WORK REQUEST A:
Can you duplicate, word for word, the passage of the CSS gradients article starting at "Chart showing browser" and ending at "make it happen."?

EXTRACT PROVIDED:
────────────────

How To Work With Linear, Radial, And Repeating CSS Gradients

Any time you can replace a bitmapped image with code you should. The code is going to weigh less and be more maintainable. That’s not to say we shouldn’t use bitmapped images, but where appropriate go with the code instead.

A few years ago designers would create large images of a solid color. I never did understand why given that a single line of code would do the same thing. We’ve reached the point where the same applies to gradients.

While they’ve been with us for a couple of years now, I’ve only recently started using css gradients in the sites I build. I’m not sure why I waited so long, but wait I did. Here and there I find them creeping into my work to style a button or to add some background texture.

As a reminder to use them more I though I’d write about them here. I also created a simple demo so you can see css gradients in action.

Chart showing browser support for css gradients

Browser Support

Since I’m saying we should use css gradients more, I should probably back that up with some data. Browser support for gradients is good. It’s not perfect, but it’s pretty good. The latest versions of all major browsers support gradients in some way. They all seem to be closing in on supporting a single standard, which is the W3c candidate recommendation from April of this year. As I’m testing only webkit browsers currently need to use a vendor prefix.

As with a lot of css, IE is a potential stumbling block as there’s no support in IE9 and below. You can use IE filters to create gradients on older versions, but you’ll need to use more than css alone to make it happen.

You might argue that suggests we should wait a bit longer, but there should never be a time where the inability to display a gradient breaks your design. If it does it says more about your design than about the gradient.

────────────────

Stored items
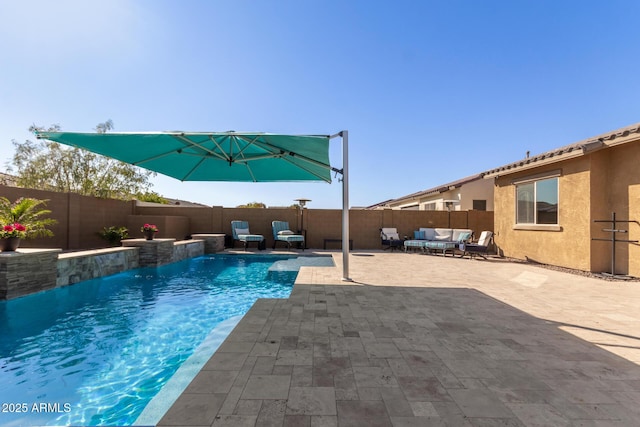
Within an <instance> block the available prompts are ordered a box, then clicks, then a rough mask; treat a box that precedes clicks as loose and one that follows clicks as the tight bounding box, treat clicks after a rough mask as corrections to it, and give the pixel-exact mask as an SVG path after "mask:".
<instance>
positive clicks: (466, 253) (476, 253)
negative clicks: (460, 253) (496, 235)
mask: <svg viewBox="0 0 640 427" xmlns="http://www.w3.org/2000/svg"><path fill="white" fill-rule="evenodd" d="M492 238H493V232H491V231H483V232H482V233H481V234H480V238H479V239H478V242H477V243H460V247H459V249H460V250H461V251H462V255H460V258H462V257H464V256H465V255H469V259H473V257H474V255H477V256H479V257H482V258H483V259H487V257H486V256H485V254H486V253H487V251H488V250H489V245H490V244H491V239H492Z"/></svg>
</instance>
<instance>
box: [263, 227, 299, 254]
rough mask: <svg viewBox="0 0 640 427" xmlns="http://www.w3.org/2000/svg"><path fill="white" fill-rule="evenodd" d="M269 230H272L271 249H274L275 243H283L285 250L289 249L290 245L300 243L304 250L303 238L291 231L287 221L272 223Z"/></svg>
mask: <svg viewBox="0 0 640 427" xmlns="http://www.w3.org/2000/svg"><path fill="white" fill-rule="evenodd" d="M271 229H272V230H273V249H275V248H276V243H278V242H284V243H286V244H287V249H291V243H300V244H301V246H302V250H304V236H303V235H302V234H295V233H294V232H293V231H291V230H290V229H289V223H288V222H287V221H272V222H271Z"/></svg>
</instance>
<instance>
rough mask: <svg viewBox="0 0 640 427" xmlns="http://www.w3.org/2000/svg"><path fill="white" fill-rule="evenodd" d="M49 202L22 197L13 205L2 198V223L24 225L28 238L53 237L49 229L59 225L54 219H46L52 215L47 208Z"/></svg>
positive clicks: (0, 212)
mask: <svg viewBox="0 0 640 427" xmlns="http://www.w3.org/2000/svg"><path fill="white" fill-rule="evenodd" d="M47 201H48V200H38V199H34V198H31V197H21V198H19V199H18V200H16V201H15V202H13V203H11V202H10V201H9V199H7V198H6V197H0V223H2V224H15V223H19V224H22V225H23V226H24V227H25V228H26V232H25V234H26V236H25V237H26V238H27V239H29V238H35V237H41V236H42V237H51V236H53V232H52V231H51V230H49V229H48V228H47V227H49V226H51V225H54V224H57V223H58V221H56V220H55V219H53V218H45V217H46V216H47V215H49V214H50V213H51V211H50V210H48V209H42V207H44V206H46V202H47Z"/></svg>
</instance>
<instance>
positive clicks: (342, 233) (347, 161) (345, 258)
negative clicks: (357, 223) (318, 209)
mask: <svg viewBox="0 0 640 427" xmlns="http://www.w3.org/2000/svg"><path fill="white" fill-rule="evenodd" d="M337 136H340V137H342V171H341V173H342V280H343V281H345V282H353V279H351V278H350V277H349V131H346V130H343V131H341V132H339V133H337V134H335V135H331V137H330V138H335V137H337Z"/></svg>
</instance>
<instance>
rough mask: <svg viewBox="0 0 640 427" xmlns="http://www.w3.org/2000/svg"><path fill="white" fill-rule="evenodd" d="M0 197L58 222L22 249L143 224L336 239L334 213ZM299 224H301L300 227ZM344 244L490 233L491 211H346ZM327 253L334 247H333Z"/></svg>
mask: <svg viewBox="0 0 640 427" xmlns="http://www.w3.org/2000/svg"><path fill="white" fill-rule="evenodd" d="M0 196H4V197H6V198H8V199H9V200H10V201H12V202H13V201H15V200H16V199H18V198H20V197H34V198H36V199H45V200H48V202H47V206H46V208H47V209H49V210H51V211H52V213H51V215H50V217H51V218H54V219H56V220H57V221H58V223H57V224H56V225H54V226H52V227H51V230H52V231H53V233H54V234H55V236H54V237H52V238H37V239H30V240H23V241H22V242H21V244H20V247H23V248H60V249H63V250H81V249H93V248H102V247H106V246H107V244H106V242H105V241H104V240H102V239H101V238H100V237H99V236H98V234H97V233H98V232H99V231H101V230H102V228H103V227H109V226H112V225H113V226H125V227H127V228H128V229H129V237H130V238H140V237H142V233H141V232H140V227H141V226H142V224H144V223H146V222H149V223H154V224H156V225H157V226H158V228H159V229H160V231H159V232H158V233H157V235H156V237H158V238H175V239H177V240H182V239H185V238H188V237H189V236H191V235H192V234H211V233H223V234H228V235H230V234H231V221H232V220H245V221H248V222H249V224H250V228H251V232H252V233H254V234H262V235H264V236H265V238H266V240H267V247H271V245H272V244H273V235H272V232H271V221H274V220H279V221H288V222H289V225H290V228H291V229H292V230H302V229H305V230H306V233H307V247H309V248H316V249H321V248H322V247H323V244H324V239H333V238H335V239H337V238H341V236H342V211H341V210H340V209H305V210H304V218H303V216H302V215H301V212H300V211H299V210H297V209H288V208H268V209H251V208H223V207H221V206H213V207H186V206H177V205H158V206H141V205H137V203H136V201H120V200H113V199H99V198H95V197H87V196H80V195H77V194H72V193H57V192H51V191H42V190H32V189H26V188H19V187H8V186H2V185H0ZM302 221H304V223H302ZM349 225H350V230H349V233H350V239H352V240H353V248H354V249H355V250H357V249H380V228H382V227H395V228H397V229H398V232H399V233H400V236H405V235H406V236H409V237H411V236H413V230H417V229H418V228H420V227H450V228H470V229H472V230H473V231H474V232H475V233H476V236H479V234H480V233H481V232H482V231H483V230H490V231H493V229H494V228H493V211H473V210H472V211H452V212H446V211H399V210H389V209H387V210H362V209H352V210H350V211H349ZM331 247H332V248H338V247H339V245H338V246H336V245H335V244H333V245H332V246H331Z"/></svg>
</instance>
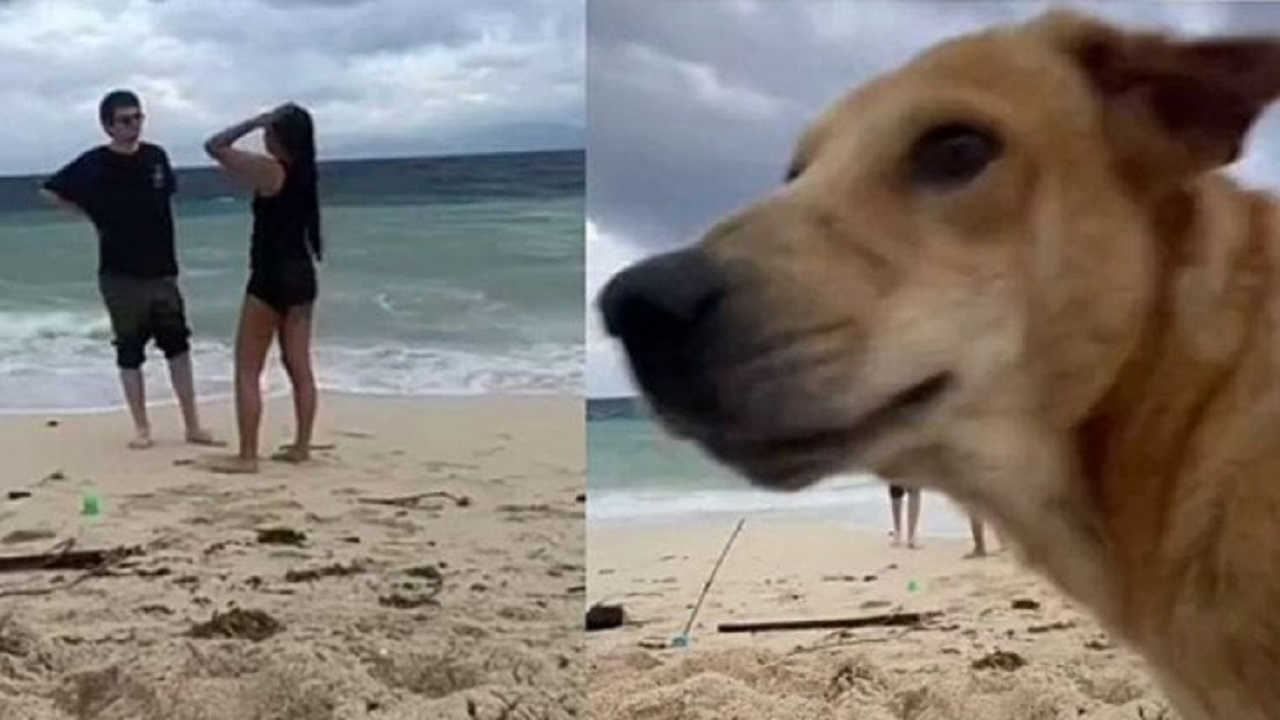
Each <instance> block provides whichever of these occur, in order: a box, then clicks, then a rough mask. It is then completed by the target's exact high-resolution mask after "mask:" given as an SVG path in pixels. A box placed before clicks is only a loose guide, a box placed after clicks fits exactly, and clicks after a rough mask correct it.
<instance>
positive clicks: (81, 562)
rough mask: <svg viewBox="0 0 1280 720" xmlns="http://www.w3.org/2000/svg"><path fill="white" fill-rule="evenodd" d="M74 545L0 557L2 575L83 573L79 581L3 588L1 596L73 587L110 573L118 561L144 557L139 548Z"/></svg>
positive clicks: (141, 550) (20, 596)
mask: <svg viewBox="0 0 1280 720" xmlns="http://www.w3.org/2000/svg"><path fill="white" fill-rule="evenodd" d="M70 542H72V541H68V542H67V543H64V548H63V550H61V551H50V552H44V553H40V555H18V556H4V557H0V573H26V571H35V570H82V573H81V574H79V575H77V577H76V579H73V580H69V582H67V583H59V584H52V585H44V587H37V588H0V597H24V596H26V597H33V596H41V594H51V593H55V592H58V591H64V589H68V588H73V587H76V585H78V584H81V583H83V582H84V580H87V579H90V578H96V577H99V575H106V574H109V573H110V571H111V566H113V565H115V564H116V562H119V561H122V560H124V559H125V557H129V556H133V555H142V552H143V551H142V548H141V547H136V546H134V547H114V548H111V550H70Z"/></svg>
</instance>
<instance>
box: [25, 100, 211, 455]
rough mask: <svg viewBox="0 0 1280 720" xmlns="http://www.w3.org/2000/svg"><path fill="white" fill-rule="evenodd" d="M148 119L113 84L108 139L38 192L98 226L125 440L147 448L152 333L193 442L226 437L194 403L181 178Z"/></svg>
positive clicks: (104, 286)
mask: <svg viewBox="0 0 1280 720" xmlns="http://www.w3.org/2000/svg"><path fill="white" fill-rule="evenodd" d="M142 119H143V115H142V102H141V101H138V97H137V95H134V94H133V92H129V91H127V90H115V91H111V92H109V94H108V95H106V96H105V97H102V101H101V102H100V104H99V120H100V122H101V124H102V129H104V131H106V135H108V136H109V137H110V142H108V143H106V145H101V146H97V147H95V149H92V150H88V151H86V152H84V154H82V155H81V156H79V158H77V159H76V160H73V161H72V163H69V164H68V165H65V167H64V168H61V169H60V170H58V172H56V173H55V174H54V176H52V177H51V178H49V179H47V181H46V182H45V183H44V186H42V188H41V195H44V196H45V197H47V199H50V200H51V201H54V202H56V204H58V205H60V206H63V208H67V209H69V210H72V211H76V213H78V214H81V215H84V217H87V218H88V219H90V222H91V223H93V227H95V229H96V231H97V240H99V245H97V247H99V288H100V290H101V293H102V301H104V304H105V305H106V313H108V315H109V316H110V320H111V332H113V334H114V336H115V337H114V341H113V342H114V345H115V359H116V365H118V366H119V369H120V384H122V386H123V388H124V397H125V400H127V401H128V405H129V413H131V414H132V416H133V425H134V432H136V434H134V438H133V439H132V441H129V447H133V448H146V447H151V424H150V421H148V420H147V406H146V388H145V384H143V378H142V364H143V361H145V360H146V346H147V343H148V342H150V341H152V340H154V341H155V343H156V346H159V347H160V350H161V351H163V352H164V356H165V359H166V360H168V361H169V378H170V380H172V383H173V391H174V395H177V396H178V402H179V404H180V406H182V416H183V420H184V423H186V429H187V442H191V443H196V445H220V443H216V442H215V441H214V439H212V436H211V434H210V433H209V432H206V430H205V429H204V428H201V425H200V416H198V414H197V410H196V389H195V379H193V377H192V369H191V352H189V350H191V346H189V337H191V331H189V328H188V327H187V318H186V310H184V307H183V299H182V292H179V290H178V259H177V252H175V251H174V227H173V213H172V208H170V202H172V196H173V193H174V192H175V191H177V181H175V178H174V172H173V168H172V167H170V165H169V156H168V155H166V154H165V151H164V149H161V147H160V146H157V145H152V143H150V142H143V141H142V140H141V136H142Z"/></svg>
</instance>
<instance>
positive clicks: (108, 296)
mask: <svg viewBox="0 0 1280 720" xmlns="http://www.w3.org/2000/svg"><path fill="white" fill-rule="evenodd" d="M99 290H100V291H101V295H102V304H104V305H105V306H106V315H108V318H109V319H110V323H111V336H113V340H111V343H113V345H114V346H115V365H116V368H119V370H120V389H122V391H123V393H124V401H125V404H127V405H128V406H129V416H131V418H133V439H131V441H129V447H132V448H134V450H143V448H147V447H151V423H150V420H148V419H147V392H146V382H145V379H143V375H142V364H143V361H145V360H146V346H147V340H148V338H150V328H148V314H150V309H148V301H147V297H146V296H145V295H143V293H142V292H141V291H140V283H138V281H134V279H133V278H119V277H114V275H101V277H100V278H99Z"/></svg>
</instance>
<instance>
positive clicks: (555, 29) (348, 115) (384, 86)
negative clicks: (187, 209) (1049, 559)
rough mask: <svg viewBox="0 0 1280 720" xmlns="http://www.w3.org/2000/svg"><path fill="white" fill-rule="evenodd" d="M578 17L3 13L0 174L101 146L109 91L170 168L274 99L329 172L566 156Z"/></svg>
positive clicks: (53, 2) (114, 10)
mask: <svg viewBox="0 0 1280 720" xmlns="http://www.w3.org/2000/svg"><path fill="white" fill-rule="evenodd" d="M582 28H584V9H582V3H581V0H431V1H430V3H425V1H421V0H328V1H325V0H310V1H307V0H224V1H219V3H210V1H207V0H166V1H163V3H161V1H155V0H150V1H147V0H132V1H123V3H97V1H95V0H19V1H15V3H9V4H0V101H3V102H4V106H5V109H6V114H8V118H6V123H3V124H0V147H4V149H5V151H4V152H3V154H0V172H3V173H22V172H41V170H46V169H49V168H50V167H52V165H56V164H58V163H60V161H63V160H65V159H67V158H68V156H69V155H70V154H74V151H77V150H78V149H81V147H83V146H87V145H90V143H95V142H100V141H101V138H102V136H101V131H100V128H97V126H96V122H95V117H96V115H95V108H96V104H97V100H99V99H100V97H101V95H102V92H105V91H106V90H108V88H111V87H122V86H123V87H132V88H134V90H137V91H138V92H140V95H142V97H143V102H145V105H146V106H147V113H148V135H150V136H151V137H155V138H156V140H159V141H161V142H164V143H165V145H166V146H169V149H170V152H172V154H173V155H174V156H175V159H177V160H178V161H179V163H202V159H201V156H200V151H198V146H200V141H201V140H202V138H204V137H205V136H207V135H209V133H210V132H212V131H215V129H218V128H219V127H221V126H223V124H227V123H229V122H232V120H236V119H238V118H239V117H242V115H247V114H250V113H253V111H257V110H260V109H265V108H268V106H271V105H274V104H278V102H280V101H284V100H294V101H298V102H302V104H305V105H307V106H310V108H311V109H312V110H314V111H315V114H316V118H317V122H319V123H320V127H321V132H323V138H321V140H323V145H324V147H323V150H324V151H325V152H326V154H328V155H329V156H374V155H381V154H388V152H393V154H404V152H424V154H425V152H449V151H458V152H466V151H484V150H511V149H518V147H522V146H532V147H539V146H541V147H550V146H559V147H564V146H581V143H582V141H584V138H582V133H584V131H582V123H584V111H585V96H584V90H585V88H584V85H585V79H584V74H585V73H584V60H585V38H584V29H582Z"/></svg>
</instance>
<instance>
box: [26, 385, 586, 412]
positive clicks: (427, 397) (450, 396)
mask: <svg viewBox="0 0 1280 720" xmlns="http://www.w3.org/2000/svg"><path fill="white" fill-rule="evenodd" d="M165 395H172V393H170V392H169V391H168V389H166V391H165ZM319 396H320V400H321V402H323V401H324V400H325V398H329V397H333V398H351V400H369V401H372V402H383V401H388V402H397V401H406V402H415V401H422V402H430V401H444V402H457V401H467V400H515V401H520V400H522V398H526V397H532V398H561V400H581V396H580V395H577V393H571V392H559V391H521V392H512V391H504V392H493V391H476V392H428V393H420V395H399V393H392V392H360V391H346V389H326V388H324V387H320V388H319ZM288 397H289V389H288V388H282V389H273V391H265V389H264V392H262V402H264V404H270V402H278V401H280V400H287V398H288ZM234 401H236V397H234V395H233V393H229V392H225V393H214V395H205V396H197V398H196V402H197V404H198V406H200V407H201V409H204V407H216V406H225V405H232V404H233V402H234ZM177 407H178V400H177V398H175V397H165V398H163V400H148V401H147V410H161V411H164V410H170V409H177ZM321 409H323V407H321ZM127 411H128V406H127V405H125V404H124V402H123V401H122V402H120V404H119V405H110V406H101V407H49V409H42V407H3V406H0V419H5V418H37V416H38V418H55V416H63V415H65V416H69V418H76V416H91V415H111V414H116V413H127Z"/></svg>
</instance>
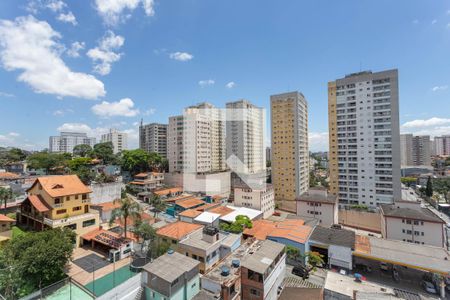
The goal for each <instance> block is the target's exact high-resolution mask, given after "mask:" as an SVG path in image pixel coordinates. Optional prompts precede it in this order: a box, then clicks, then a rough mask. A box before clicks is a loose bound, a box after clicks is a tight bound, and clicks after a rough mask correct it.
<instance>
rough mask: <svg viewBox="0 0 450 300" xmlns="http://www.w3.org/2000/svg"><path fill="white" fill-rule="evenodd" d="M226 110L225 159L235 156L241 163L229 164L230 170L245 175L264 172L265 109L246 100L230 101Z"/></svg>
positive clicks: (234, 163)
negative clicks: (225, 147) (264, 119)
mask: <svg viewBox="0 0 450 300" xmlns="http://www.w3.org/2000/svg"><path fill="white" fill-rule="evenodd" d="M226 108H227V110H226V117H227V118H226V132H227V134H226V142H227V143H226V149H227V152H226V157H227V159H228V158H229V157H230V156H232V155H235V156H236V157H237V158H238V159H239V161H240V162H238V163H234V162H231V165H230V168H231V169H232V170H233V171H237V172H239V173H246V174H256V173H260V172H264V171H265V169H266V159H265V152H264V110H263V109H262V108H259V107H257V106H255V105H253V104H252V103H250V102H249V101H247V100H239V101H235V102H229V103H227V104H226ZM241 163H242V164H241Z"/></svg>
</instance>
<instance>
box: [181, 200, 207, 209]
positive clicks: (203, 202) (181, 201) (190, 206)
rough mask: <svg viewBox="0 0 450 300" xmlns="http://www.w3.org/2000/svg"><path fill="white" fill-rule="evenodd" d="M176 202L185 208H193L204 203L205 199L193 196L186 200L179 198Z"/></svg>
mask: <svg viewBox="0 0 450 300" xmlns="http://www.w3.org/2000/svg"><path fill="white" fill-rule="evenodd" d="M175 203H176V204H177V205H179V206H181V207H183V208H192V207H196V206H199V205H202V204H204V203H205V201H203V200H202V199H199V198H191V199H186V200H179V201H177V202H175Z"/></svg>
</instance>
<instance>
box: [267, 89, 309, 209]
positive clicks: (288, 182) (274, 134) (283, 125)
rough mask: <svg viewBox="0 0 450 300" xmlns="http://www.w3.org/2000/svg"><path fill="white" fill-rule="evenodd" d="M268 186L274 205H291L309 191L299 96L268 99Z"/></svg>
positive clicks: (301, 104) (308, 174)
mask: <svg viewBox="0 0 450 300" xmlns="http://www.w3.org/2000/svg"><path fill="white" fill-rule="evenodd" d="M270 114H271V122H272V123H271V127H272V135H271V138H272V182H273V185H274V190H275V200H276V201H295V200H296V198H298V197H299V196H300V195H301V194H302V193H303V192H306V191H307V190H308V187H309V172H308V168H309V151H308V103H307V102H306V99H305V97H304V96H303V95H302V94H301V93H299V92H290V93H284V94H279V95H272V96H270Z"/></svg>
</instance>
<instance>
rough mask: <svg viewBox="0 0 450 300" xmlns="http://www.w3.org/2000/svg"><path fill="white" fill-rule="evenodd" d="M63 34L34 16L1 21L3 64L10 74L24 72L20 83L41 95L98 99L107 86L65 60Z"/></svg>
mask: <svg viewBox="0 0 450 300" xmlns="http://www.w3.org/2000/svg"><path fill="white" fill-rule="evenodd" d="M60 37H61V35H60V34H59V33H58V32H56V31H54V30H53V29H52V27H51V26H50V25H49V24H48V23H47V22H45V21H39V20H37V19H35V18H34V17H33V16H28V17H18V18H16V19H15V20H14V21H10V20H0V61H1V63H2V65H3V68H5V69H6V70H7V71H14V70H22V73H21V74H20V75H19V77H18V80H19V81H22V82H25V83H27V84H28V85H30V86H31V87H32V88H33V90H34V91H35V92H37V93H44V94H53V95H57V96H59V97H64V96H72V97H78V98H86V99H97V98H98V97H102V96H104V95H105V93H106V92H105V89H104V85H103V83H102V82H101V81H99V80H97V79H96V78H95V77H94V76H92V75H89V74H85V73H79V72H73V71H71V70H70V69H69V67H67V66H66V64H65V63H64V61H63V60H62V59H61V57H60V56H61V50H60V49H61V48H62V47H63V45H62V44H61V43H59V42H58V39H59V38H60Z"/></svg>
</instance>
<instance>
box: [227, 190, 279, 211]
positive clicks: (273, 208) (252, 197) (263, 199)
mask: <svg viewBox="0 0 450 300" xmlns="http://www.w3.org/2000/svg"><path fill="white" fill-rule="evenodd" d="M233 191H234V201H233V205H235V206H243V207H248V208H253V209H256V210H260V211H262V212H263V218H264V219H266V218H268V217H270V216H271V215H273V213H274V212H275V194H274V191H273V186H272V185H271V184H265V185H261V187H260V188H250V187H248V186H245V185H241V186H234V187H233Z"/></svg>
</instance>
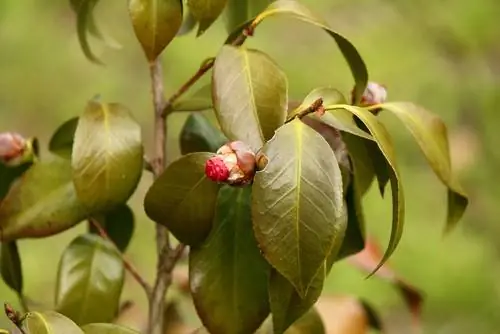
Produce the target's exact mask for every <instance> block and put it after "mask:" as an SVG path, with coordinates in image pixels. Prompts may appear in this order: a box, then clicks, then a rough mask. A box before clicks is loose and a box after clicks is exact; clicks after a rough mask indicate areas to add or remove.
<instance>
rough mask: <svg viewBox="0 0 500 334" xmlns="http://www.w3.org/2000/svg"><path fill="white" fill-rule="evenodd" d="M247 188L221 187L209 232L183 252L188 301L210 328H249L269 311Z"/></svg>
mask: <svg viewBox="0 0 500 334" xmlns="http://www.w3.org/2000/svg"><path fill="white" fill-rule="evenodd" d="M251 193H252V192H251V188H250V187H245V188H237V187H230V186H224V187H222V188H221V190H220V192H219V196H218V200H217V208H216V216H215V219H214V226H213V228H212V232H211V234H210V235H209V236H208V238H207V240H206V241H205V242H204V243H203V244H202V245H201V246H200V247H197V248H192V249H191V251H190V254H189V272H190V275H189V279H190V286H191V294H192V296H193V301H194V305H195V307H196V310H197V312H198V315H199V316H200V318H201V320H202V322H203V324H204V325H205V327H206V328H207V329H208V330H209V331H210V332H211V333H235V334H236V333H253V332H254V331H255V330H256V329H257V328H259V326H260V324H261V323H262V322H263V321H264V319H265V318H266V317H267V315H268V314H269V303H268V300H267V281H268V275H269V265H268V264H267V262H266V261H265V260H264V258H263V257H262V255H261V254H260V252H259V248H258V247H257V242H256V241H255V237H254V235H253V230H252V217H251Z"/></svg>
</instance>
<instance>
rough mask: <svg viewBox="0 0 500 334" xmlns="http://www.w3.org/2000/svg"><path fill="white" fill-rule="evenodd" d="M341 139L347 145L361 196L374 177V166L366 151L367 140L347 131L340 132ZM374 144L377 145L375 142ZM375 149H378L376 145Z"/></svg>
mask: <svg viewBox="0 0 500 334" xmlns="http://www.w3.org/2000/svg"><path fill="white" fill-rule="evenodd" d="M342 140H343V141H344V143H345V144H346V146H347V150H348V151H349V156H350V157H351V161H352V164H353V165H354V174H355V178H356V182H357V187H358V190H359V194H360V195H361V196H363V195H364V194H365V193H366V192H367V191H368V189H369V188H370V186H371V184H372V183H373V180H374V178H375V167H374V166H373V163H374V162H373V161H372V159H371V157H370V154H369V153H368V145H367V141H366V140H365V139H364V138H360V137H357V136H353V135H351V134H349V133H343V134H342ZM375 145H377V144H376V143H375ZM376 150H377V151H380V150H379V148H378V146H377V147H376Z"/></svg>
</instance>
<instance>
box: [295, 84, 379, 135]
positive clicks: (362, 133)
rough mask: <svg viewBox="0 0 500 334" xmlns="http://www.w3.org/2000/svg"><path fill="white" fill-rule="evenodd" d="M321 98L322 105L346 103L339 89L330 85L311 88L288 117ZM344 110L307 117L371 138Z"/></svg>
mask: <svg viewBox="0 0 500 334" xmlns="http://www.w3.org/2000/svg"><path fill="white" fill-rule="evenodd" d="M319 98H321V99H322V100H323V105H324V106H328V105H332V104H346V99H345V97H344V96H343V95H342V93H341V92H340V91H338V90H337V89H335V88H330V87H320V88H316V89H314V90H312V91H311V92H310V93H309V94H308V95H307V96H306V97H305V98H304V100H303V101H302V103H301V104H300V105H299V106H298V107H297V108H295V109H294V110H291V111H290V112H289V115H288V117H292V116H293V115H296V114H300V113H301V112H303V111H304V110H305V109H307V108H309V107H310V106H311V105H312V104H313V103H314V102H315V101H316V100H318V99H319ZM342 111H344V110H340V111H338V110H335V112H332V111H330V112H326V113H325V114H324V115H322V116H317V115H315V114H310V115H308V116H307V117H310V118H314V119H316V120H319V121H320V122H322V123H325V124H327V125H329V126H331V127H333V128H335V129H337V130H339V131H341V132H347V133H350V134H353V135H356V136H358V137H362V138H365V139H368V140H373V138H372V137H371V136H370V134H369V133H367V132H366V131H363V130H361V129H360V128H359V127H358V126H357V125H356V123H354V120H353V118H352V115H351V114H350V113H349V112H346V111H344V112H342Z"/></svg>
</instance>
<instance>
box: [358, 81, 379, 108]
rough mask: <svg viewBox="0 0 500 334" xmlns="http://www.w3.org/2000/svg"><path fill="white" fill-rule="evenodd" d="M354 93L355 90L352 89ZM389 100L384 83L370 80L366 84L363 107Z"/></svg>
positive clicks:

────────────────

WORK REQUEST B:
Which lines in the records contain the string "given"? Copy out each of those lines in full.

ANSWER AREA A:
Chart showing browser support for css gradients

Browser Support

Since I’m saying we should use css gradients more, I should probably back that up with some data. Browser support for gradients is good. It’s not perfect, but it’s pretty good. The latest versions of all major browsers support gradients in some way. They all seem to be closing in on supporting a single standard, which is the W3c candidate recommendation from April of this year. As I’m testing only webkit browsers currently need to use a vendor prefix.

As with a lot of css, IE is a potential stumbling block as there’s no support in IE9 and below. You can use IE filters to create gradients on older versions, but you’ll need to use more than css alone to make it happen.

ANSWER AREA B:
Each <instance> block provides whichever of these occur, in order: a box, then clicks, then a rough mask. It is then completed by the target's exact high-resolution mask after "mask:" given as an SVG path in pixels. A box placed before clicks is only a loose guide, a box placed after clicks fits exactly, and clicks after a rough mask correct it.
The goal for each <instance> block is the target's exact high-resolution mask, given after "mask:" as an SVG path in image pixel coordinates. Optional prompts precede it in this order: a box, then clicks, then a rough mask. A box before clicks is a loose bound, a box after clicks is a tight bound, and clicks after a rough mask correct it.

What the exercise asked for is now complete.